- PROMPT
Can you extend the piece on government borrowing below, not the entries, beginning right after its final line?

- SELECTED EXCERPT
%%

I really don't get this: Governments behave as if it's a legal or moral imperative for them to rush out and borrow every last penny they can get someone to lend them. And to encourage local businesses to do the same.

You hear it all the time. "How will we pay for this?" "Don't worry -- it will come from bonds." Or, "We've got plenty of bonding capacity for that [pet] project."

Gee whiz, people, it's borrowed money. You have to pay it back some day. Even if you get a good interest rate, you need to think about that before you sign up.

I get mortgage and credit card come-ons in the mail all the time. I'm sure I could get some great rates on money that I could borrow for all sorts of stuff. But like most responsible people, I'm smart enough to throw the offers away, because I just can't afford them.

Comments (13)

You have to pay it back some day.

And therein lies the difference. One never exercises as much care with someone else's money as with one's own money.

Re: "But like most responsible people, I'm smart enough to throw the offers away, because I just can't afford them."

%%

- EXTRACTED ENTRIES
%%

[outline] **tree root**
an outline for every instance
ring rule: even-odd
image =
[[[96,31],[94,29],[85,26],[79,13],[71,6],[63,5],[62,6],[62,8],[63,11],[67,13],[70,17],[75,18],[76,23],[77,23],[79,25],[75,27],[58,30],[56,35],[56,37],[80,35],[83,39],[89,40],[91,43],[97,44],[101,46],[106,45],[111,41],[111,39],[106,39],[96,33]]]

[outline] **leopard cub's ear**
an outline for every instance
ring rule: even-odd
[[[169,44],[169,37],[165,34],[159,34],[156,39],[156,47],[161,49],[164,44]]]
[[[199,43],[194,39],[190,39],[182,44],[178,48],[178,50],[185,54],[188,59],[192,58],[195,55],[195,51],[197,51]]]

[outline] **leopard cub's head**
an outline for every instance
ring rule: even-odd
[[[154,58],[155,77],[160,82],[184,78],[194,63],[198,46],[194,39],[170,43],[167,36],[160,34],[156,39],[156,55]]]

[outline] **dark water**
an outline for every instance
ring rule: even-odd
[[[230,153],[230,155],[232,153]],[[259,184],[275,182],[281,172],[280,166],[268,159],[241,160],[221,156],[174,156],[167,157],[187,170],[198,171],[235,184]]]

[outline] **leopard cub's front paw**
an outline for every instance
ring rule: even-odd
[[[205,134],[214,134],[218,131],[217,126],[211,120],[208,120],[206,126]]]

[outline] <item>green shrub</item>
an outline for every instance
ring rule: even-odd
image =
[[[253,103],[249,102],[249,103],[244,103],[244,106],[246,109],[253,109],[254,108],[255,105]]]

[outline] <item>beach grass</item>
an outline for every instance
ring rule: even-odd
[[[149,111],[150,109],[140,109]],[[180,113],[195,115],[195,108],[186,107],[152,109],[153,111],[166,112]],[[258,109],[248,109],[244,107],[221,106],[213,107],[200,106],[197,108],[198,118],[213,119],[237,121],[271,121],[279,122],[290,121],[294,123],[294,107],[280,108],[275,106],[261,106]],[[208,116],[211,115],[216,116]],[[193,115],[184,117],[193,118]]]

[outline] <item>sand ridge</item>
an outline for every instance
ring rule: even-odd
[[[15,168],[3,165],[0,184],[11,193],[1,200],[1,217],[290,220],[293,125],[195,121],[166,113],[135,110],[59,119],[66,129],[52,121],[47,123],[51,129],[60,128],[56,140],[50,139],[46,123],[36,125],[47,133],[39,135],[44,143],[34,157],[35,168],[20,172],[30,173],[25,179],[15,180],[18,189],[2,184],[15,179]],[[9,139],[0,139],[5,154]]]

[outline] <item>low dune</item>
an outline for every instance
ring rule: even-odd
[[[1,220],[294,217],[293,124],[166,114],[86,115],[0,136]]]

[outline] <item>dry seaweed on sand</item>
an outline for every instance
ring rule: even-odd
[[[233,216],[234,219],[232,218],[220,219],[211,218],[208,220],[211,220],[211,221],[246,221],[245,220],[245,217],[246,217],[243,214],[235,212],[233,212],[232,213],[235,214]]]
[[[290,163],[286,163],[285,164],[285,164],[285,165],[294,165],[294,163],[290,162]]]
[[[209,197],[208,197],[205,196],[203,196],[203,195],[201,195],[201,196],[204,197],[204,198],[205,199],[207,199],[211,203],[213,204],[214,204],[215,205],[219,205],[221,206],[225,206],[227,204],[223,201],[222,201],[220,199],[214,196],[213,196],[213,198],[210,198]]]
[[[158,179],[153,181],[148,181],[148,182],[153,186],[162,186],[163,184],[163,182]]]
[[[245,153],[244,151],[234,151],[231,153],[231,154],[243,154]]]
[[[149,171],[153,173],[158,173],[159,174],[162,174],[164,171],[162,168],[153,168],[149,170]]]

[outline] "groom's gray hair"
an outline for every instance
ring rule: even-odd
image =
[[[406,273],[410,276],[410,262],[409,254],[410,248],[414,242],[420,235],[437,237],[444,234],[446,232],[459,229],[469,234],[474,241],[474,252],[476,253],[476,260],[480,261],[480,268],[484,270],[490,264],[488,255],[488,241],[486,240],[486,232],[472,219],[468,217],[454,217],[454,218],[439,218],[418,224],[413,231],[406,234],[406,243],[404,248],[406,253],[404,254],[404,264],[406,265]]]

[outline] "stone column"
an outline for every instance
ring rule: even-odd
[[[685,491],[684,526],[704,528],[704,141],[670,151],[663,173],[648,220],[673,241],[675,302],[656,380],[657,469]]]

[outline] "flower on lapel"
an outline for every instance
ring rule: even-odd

%%

- WRITTEN RESPONSE
Consider, as an alternative: remove your name and other identifying information from as much of the paper as you can, then stuff the paper into the postage-paid envelope and send it back to the bank offering the card. (Alter the small black bars on the envelope, too.) Add a terse, polite note if you feel so inspired.

(JPM)Chase has been especially excessive with their credit card offers of late, perhaps because things have not been going very well for them in the WaMu bankruptcy hearings in DE: JPM cannot seem to provide a list of asset valuations for all they took when the FDIC gave them the bank for $1.888B, a deal for which the closure date is, surprisingly, next Monday, the 30th.

"JPM cannot seem to provide a list of asset valuations for all they took when the FDIC gave them the bank"

Banks can't admit the real valuations of their assets, or else we little people would realize the entire banking system is insolvent.

That's what gets me about Jack's main point. We (the U.S.) are still completely screwed with debt on every level, public and private. The State has finally gotten the message that the deficit is very real and very big, but localities (at least the CoP) are still whistling past the graveyard.

All this talk about the $1 billion state deficit, and "what are we going to cut", is coming to a local level in a big way. Spending even a dime on something like bioswales will seem completely laughable two years from now.

One never exercises as much care with someone else's money as with one's own money.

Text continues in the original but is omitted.